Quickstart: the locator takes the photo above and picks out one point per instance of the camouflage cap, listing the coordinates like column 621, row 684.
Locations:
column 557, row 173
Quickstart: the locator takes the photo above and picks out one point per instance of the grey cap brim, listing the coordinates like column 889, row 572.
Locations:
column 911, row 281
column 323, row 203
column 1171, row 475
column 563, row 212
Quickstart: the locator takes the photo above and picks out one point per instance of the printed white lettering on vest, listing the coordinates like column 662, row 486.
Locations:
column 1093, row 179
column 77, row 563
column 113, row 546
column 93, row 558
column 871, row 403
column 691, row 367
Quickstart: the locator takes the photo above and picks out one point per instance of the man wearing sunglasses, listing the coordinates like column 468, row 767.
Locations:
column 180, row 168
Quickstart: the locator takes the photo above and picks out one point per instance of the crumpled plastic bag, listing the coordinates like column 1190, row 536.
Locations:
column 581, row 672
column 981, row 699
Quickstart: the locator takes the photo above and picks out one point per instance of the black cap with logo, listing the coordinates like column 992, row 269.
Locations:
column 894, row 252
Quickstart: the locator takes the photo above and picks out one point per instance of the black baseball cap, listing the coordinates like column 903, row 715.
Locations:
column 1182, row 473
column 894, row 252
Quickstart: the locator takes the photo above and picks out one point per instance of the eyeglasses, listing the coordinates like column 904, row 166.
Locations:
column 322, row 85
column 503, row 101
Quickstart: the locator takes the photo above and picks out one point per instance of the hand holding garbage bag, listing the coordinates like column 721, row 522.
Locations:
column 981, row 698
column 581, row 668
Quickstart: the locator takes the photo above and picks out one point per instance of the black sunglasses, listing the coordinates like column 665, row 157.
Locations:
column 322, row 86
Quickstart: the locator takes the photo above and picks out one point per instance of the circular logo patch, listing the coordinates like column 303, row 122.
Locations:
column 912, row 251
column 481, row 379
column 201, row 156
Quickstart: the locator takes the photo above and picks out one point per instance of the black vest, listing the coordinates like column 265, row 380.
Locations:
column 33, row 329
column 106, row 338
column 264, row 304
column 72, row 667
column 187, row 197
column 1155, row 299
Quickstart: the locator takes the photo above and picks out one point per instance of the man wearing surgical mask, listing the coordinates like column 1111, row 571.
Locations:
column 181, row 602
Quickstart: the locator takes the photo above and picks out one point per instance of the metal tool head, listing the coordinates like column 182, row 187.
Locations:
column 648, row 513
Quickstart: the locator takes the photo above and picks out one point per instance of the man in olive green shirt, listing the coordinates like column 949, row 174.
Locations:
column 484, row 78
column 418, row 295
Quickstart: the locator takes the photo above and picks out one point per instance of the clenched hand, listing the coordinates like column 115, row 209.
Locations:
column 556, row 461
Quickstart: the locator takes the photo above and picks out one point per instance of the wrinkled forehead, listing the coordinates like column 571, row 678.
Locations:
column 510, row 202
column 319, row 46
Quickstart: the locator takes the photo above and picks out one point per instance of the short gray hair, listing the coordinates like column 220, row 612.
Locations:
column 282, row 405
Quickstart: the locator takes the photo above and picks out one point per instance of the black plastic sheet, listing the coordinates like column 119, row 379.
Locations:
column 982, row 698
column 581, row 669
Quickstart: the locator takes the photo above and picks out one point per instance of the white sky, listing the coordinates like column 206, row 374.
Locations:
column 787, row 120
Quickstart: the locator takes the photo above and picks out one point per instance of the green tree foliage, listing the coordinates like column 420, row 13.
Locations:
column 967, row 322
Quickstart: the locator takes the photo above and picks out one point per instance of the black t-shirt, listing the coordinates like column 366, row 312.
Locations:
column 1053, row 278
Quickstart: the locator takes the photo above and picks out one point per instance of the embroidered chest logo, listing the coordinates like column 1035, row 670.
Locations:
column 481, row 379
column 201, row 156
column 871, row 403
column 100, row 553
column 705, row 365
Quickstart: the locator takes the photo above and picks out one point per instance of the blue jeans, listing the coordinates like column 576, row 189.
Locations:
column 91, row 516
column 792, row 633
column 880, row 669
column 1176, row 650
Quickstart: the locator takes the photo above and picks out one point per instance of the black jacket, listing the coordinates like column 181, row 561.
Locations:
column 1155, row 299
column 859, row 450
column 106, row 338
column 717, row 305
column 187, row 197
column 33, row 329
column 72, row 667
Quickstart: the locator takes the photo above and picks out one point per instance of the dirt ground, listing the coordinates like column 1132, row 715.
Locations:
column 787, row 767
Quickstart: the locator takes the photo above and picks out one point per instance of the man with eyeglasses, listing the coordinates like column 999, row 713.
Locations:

(What is required): Line by line, repeat everything in the records verbatim.

(Answer to the problem):
Quickstart: the locator takes the photo above and picks out one point per instance of the camouflage cap, listing the coordinates like column 621, row 684.
Locations:
column 557, row 173
Quickstart: the locator takes the photo above and picks out one point per instance of the grey cap brim, listing the coordinates like column 889, row 572.
Locations:
column 911, row 281
column 323, row 203
column 1171, row 475
column 563, row 212
Quickstart: the locator takes the photo above and picks out one point per instance of the printed white lettering on vest, listing the coordinates like column 662, row 486.
Locations:
column 1093, row 179
column 77, row 563
column 113, row 546
column 93, row 558
column 871, row 403
column 691, row 367
Quickstart: the locator takes the photo above and picks out one point per instance of the man wearing sunglasses, listing the coordinates like column 468, row 767.
Locations:
column 180, row 168
Quickstart: the locator takes the photo above and picks out one point per instance of the crumpled plastic bag, listing the coordinates like column 1190, row 536.
Locations:
column 581, row 672
column 981, row 699
Quickstart: the locator takes the photo above and picks out one point per instance of the black cap with logo, listing the coordinates like column 992, row 269.
Locations:
column 894, row 252
Quickstart: the locator takes the photo above and picks out one point per instance of the black baseball cap, listing the coordinates like column 903, row 715.
Locations:
column 1182, row 473
column 894, row 252
Quickstart: the locator takes the photo above and picks out one point per instance of the eyeglasses, listing the coordinates like column 904, row 166.
Locations:
column 322, row 85
column 503, row 101
Quickstart: the locator takes the photo above and picks out one point per instance of the hand holding garbage bag, listing the coordinates like column 721, row 522.
Locations:
column 981, row 698
column 581, row 668
Quickstart: the locator takes the photo above and picks out one point per instance of the black sunglasses, listing the coordinates like column 665, row 157.
Locations:
column 322, row 86
Quickstart: the locator takes the photo above and picks out one point per instance of the circular logo patch, listing the coordinates like column 303, row 122.
Locations:
column 912, row 251
column 481, row 379
column 201, row 156
Quickstart: the locator takes the photo above and picks out one point per instance of the black vest, listing the coordinates like column 265, row 380.
Locations:
column 33, row 329
column 106, row 338
column 264, row 304
column 72, row 667
column 187, row 197
column 1155, row 299
Quickstart: the locator takes the photo above and picks out one point per instance of the man wearing surgical mask, listing the coordinates like column 1111, row 571.
Locations:
column 181, row 602
Quickstart: the locator takes the photo above and picks out one point per instance of the metal tool head, listing the coordinates like column 182, row 187.
Locations:
column 648, row 513
Quickstart: the locator takes the photo above and picks out one point per instance of the man in olive green shirt, listing the coordinates like column 949, row 174.
Locations:
column 484, row 78
column 418, row 295
Quickstart: the locator takes the photo above and picks out one point per instance of the clenched hand, listing the coordinates like column 115, row 209.
Locations:
column 556, row 461
Quickstart: the locator takes the photo above and picks out one point per instance of the wrinkled forehead, listing the coordinates like column 571, row 678.
Locations:
column 510, row 202
column 319, row 46
Quickstart: the locator takes the photo above and picks out one point per instance of the short gray hair, listing the coordinates like column 220, row 612.
Locations:
column 282, row 405
Quickstart: the locator takes the photo above and picks out one point per instance of the black plastic sheet, listing the coordinates like column 119, row 379.
Locations:
column 982, row 698
column 581, row 669
Quickstart: the locator takes the photo above and picks out one point per instance of the white sky, listing the coordinates like column 206, row 374.
Locations:
column 787, row 120
Quickstart: the locator takes the photo above and picks out one point per instance of the green tree foliage, listing the coordinates like column 420, row 13.
Locations:
column 967, row 322
Quickstart: the locator takes the photo above and picks out one point per instance of the black t-shirt, listing the coordinates like column 366, row 312.
Locations:
column 1053, row 278
Quickstart: the locator takes the photo above and picks out one point per instance of the embroidered chest logo, listing the coordinates like column 1035, row 670.
Locations:
column 481, row 379
column 201, row 156
column 871, row 403
column 100, row 553
column 705, row 365
Quickstart: the locator takes the photo above and picks out one point per instance of the blue jeans, listing the coordinates like column 576, row 189.
Locations:
column 91, row 516
column 792, row 633
column 880, row 669
column 1176, row 650
Quickstart: the locator takes the photo above and picks out one point per instance of the black jacket, listing the coordinates like column 181, row 561.
Locations:
column 1155, row 299
column 859, row 450
column 106, row 338
column 717, row 305
column 187, row 197
column 33, row 329
column 72, row 667
Quickstart: the locator takes the photo above and picks out one point per instance of the dirt ground, listing the coordinates like column 1132, row 715.
Locations:
column 787, row 767
Quickstart: the locator takes the photo above and picks out one point per instance of the man with eyeglasses, listing the coordinates like column 999, row 713.
Locations:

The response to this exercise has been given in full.